## Assigned task
Copy out each line below verbatim, skipping any picture.

=== Begin Enclosure ===

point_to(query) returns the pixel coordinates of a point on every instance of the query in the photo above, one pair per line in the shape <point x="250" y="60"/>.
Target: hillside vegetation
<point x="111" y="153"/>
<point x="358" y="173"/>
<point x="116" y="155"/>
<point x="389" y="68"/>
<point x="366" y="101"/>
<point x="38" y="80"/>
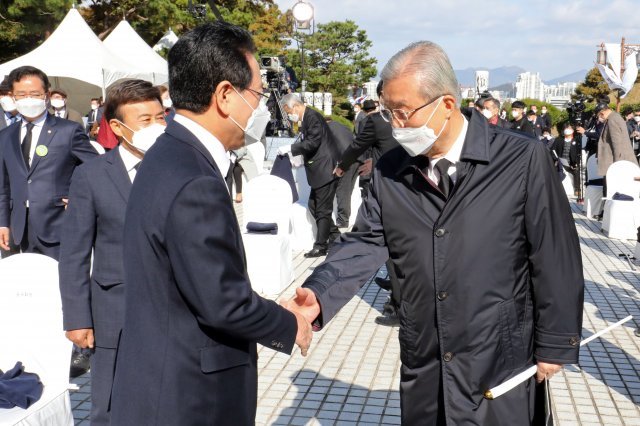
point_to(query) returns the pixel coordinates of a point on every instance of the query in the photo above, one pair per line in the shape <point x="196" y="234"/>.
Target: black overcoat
<point x="490" y="280"/>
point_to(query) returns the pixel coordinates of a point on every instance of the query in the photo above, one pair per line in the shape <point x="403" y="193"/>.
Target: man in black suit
<point x="321" y="153"/>
<point x="37" y="158"/>
<point x="343" y="137"/>
<point x="191" y="316"/>
<point x="93" y="299"/>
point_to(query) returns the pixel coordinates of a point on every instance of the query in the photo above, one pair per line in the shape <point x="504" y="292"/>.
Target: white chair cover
<point x="98" y="147"/>
<point x="269" y="258"/>
<point x="32" y="332"/>
<point x="621" y="218"/>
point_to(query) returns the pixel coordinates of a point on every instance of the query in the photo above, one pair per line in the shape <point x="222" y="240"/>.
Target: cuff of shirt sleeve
<point x="557" y="348"/>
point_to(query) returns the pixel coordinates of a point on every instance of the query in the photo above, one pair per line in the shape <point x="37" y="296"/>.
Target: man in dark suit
<point x="37" y="158"/>
<point x="191" y="316"/>
<point x="60" y="109"/>
<point x="93" y="299"/>
<point x="321" y="153"/>
<point x="343" y="137"/>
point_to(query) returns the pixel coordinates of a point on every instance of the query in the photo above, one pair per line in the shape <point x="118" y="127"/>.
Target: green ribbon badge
<point x="42" y="150"/>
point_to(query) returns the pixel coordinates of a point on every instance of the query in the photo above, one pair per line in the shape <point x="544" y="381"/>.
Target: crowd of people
<point x="463" y="207"/>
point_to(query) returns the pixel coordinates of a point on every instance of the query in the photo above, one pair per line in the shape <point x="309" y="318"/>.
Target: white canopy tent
<point x="75" y="52"/>
<point x="129" y="46"/>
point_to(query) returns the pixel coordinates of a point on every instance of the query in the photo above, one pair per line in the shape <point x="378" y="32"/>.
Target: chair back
<point x="592" y="168"/>
<point x="31" y="318"/>
<point x="620" y="178"/>
<point x="268" y="199"/>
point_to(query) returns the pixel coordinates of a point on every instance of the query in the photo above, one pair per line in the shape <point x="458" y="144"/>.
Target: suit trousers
<point x="103" y="362"/>
<point x="32" y="244"/>
<point x="321" y="208"/>
<point x="343" y="193"/>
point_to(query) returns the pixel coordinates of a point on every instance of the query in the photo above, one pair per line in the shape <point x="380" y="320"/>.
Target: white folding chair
<point x="268" y="199"/>
<point x="593" y="193"/>
<point x="32" y="332"/>
<point x="621" y="219"/>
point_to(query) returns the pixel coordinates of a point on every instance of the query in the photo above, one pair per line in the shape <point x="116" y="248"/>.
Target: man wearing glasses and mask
<point x="481" y="235"/>
<point x="93" y="289"/>
<point x="38" y="156"/>
<point x="191" y="316"/>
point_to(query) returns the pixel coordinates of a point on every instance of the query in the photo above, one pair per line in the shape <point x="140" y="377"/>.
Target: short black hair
<point x="204" y="57"/>
<point x="27" y="71"/>
<point x="128" y="92"/>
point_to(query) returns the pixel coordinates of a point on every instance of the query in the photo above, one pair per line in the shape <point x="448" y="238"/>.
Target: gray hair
<point x="290" y="100"/>
<point x="431" y="65"/>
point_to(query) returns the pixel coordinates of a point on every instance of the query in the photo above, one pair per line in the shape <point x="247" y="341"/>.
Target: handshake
<point x="306" y="308"/>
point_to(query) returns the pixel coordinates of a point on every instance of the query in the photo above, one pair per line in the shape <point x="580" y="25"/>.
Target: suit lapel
<point x="46" y="136"/>
<point x="118" y="173"/>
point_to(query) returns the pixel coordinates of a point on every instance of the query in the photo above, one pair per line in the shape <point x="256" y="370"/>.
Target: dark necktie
<point x="26" y="144"/>
<point x="444" y="183"/>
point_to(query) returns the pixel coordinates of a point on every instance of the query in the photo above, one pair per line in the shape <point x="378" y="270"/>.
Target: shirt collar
<point x="129" y="160"/>
<point x="210" y="142"/>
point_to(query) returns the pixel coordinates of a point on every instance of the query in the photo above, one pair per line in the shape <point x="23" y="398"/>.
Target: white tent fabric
<point x="126" y="43"/>
<point x="73" y="50"/>
<point x="167" y="41"/>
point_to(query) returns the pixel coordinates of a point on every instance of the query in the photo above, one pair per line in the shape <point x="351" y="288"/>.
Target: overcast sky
<point x="553" y="37"/>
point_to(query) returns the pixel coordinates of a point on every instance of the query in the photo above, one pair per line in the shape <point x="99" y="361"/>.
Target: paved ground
<point x="352" y="372"/>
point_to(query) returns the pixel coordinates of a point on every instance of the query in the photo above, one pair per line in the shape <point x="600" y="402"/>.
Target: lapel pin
<point x="42" y="150"/>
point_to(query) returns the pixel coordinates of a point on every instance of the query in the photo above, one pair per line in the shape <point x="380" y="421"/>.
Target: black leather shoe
<point x="388" y="320"/>
<point x="383" y="283"/>
<point x="316" y="253"/>
<point x="80" y="364"/>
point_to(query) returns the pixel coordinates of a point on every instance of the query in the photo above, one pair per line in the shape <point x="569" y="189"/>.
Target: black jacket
<point x="523" y="125"/>
<point x="375" y="134"/>
<point x="490" y="280"/>
<point x="318" y="147"/>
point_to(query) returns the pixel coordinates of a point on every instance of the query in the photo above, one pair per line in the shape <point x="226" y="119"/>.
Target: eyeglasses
<point x="34" y="95"/>
<point x="400" y="115"/>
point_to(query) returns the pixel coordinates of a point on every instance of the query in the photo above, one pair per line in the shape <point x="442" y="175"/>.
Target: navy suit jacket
<point x="318" y="147"/>
<point x="94" y="222"/>
<point x="45" y="183"/>
<point x="190" y="313"/>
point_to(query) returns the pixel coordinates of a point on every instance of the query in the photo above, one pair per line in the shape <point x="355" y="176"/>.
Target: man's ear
<point x="222" y="99"/>
<point x="116" y="127"/>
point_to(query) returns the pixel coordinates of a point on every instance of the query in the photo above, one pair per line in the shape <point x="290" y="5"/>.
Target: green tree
<point x="24" y="24"/>
<point x="336" y="58"/>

=== End Enclosure ===

## Answer to this task
point_to(query) returns the pixel coordinates of a point on every instance of the query in the photo above, one pair per line in the shape <point x="250" y="60"/>.
Target: hillside vegetation
<point x="111" y="153"/>
<point x="358" y="173"/>
<point x="116" y="155"/>
<point x="389" y="68"/>
<point x="366" y="101"/>
<point x="38" y="80"/>
point_to(query) returns the pixel coordinates of a point on every instance of the query in the photo above, one pair per line in the shape <point x="196" y="234"/>.
Target: black overcoat
<point x="490" y="280"/>
point_to(query) returns the pixel coordinates of a point on every instance of the query in the photo above, one pair per line in the shape <point x="403" y="193"/>.
Target: man in black suit
<point x="321" y="153"/>
<point x="37" y="158"/>
<point x="343" y="137"/>
<point x="191" y="316"/>
<point x="93" y="299"/>
point_to(query) returns the pixel coordinates of a point on every instance of the query in the photo above, one pair per line in the shape <point x="504" y="292"/>.
Target: white chair cover
<point x="98" y="147"/>
<point x="269" y="258"/>
<point x="32" y="332"/>
<point x="621" y="218"/>
point_to(query) returns the pixel coordinates of a point on every instance of the query in the photo above, one pair per line in the shape <point x="222" y="240"/>.
Target: cuff of shirt sleeve
<point x="557" y="348"/>
point_to(query) returns the pixel coordinates of a point on every instance of the query in the photo above, one pair per line in the shape <point x="37" y="296"/>.
Target: man in dark suit
<point x="37" y="158"/>
<point x="191" y="316"/>
<point x="60" y="109"/>
<point x="93" y="299"/>
<point x="321" y="153"/>
<point x="343" y="137"/>
point_to(query) returns the pixel coordinates of a point on every instance of the query in the photo above, one pair per line in the shape <point x="118" y="127"/>.
Target: green ribbon badge
<point x="42" y="150"/>
point_to(query) returns the pixel coordinates of a point on every instance of the query in the photo above, one pair per line in the shape <point x="544" y="381"/>.
Target: crowd of people
<point x="463" y="207"/>
point_to(query) returns the pixel coordinates of a point on every instance of the query in the photo above, one pair per line in the shape <point x="309" y="318"/>.
Target: white canopy tent
<point x="75" y="52"/>
<point x="129" y="46"/>
point_to(query) returns the pixel coordinates of a point on every instance of the query in the photo above, one pair per line in the shape <point x="378" y="32"/>.
Target: chair back
<point x="592" y="168"/>
<point x="31" y="318"/>
<point x="620" y="178"/>
<point x="268" y="199"/>
point_to(query) returns the pixel coordinates of a point on every instance of the query in the photo above, one pair per line in the shape <point x="458" y="144"/>.
Target: suit trousers
<point x="103" y="362"/>
<point x="32" y="244"/>
<point x="321" y="208"/>
<point x="343" y="193"/>
point_to(query) returns the pixel coordinates of a point on every instance of the query in the photo above, one pair per line in the shape <point x="380" y="320"/>.
Target: white folding chair
<point x="268" y="199"/>
<point x="593" y="193"/>
<point x="32" y="332"/>
<point x="621" y="219"/>
point_to(query) returns the pixel coordinates of a point on every instance of the query in the photo above, one pair per line in the shape <point x="116" y="248"/>.
Target: man wearing glasses and mask
<point x="481" y="235"/>
<point x="93" y="289"/>
<point x="38" y="156"/>
<point x="191" y="316"/>
point_to(query) returns the pixel coordinates of a point on every instance of the query in the photo above, one pair per line in the shape <point x="140" y="377"/>.
Target: short black hair
<point x="204" y="57"/>
<point x="27" y="71"/>
<point x="128" y="92"/>
point_to(query) returns the pixel coordinates of a point on every instance of the query in the photo above, one pair per line in the shape <point x="448" y="238"/>.
Target: gray hair
<point x="290" y="100"/>
<point x="431" y="65"/>
point_to(query) returns the pixel coordinates of a point on every instance of the query in the photo above, one pair per line in the shape <point x="247" y="341"/>.
Target: handshake
<point x="306" y="308"/>
point_to(query) returns the pixel coordinates of a point on every instance of the query in the photo above, one pair per line in the shape <point x="580" y="25"/>.
Target: suit lapel
<point x="46" y="136"/>
<point x="118" y="173"/>
point_to(query) returns the pixel coordinates of a point on every instance of the query in the photo above, one pair per line in the shape <point x="256" y="370"/>.
Target: dark necktie
<point x="26" y="144"/>
<point x="444" y="183"/>
point_to(query) returns the pixel coordinates of a point on every instance of the query in the photo above, one pair per line in the shape <point x="378" y="270"/>.
Target: shirt collar
<point x="129" y="160"/>
<point x="210" y="142"/>
point_to(query) returns the pixel coordinates of a point on every instance of the query in the photo above, one pair per line in the shape <point x="23" y="398"/>.
Target: white tent fabric
<point x="126" y="43"/>
<point x="73" y="50"/>
<point x="167" y="41"/>
point_to(query) returns the pixel coordinates of a point on every instance of the query in the photo above, one pair per line in the shape <point x="351" y="288"/>.
Target: overcast sky
<point x="553" y="37"/>
point_to(query) returns the pixel coordinates of a point on every instance of the query in the photo above, one pair per line in the shape <point x="99" y="361"/>.
Target: paved ground
<point x="352" y="372"/>
point_to(query) returns the pixel coordinates of a point on every instance of the query in the photo above, one pair per line in the shape <point x="600" y="402"/>.
Target: lapel pin
<point x="42" y="150"/>
point_to(query) returns the pixel coordinates of a point on every instance of the query in the photo above, one pair per line in the shape <point x="380" y="421"/>.
Target: black leather shoe
<point x="388" y="320"/>
<point x="383" y="283"/>
<point x="316" y="253"/>
<point x="80" y="364"/>
point_to(query) returns the pixel coordinates of a point on every instance of the query in the photo above, one pair per line in the shape <point x="569" y="189"/>.
Target: black jacket
<point x="523" y="125"/>
<point x="375" y="134"/>
<point x="490" y="280"/>
<point x="318" y="147"/>
point_to(query) returns the pixel coordinates of a point on every instance of the query in the photo above, one pair per line in the shape <point x="226" y="119"/>.
Target: eyeglasses
<point x="34" y="95"/>
<point x="400" y="115"/>
point_to(query) returns the pixel coordinates of a point on every instance of the query in the photo above, one pair per line in the shape <point x="442" y="175"/>.
Target: navy suit jacket
<point x="318" y="147"/>
<point x="94" y="222"/>
<point x="45" y="183"/>
<point x="190" y="313"/>
point_to(query) returns the pixel coordinates of a point on every instance of the query in the photo above, one pair per line in the shape <point x="355" y="176"/>.
Target: man's ear
<point x="222" y="99"/>
<point x="116" y="127"/>
point_to(query) returns the pixel coordinates of a point on every instance of the query in the photo above, one pair per line in the shape <point x="290" y="5"/>.
Target: green tree
<point x="24" y="24"/>
<point x="336" y="58"/>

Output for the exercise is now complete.